TRECHO EXTRAÍDO »

++++

HC - 0600294-14.2020.6.21.0000 - Voto Relator(a) - Sessão: 04/08/2020 às 14:00

VOTO

Inicialmente, conheço do recurso, pois interposto nos termos do art. 115, caput e § 2º, do Regimento Interno do TRE-RS.

No mérito, a presente impetração pretende suspender os efeitos da condenação imposta nos autos da AIJE n. 682-76.2016.6.21.0138, transitada em julgado em 6.9.2019, em que se determinou a fixação de multa e a declaração da inelegibilidade do agravante pelo prazo de 8 (oito) anos, a contar da eleição municipal de 2016.

Conforme referido, o agravo interno foi interposto contra a decisão monocrática que indeferiu a inicial do habeas corpus por ser manifestamente incabível, uma vez que impetrado para suspender o cumprimento de ação cível cuja decisão transitou em julgado (ID 6320033).

Na decisão agravada, foi ressaltado pelo então relator do feito, Des. Eleitoral Gerson Fischmann, que a ação não demonstra qualquer afronta à liberdade do paciente, restando ausente ilegalidade flagrante a caracterizar a concessão de ordem de habeas corpus, motivo pelo qual não deveria ser conhecido o pedido, conforme jurisprudência consolidada sobre a matéria:

O habeas corpus, nos termos do art. 5º, LXVIII, da CF, dirige-se à salvaguarda do direito de locomoção lesado ou ameaçado de lesão, por ilegalidade ou abuso de poder, o que não se verifica na hipótese.

No caso dos autos, conforme o próprio impetrante alega, a presente ação foi impetrada contra condenação proferida em processo cível, a ação de investigação judicial eleitoral AIJE n. 682-76.2016.6.21.0138, cuja decisão transitou em julgado e já foi devidamente cumprida pelo juízo a quo.

++++

DADOS COLETADOS »

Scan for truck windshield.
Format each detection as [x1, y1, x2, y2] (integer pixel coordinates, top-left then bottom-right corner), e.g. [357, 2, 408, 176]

++++

ENUNCIADO 1 » Pode reescrever o voto sobre o habeas corpus de "No caso dos" a "juízo a quo.", trocando "impetrante" por "requerente"?
ENUNCIADO 2 » Qual seria a continuação do voto sobre o habeas corpus a partir do ponto em que o texto termina?
Os dados vêm de outra fonte.

RESULTADO 1 »
No caso dos autos, conforme o próprio requerente alega, a presente ação foi impetrada contra condenação proferida em processo cível, a ação de investigação judicial eleitoral AIJE n. 682-76.2016.6.21.0138, cuja decisão transitou em julgado e já foi devidamente cumprida pelo juízo a quo.

RESULTADO 2 »
Portanto, não se vislumbra qualquer afronta à liberdade do paciente, restando ausente ilegalidade flagrante a caracterizar a concessão de ordem de habeas corpus, motivo pelo qual não deve ser conhecido o remédio proposto nos termos da jurisprudência consolidada sobre a matéria:


AGRAVO REGIMENTAL NO HABEAS CORPUS. PENAL E PROCESSUAL PENAL. HABEAS CORPUS PREVENTIVO. SUPOSTO CONSTRANGIMENTO ILEGAL CONSISTENTE NO ARQUIVAMENTO DE DENÚNCIA FORMULADA CONTRA O PRESIDENTE DA REPÚBLICA. PERDA SUPERVENIENTE DO OBJETO. MANDAMUS IMPETRADO EM FACE DE ATO JURISDICIONAL DE MINISTRO DO SUPREMO TRIBUNAL FEDERAL. WRIT MANIFESTAMENTE INCABÍVEL. SÚMULA Nº 606 DO STF. INEXISTÊNCIA DE ATO CONCRETO, ATUAL OU IMINENTE DE AMEAÇA OU RESTRIÇÃO ILEGAL DO DIREITO DE LOCOMOÇÃO, OBJETO ÚNICO DA TUTELA EM SEDE DE HABEAS CORPUS (ART. 5º, LXVIII, DA CONSTITUIÇÃO FEDERAL). INEXISTÊNCIA DE CONSTRANGIMENTO ILEGAL. ALEGADA PREVENÇÃO. INOVAÇÃO RECURSAL. AGRAVO REGIMENTAL DESPROVIDO. 1. O bem jurídico tutelado pelo Habeas Corpus é a liberdade de locomoção e tem como pressupostos constitucionais a sua efetiva vulneração, ou ameaça de lesão, em razão de ilegalidade ou abuso de poder. Precedentes: HC 129.822-AgR, Segunda Turma, Rel. Min. Cármen Lúcia, DJE de 20/10/2015, RHC 124.715-AgR, Primeira Turma, Rel. Roberto Barroso, DJe de 19/05/2015. (...) 8. Agravo regimental desprovido.

(STF - AgR HC: 146216 DF - DISTRITO FEDERAL 0007910-96.2017.1.00.0000, Relator: Min. LUIZ FUX, Data de Julgamento: 27.10.2017, Tribunal Pleno, Data de Publicação: DJe-257 13-11-2017.)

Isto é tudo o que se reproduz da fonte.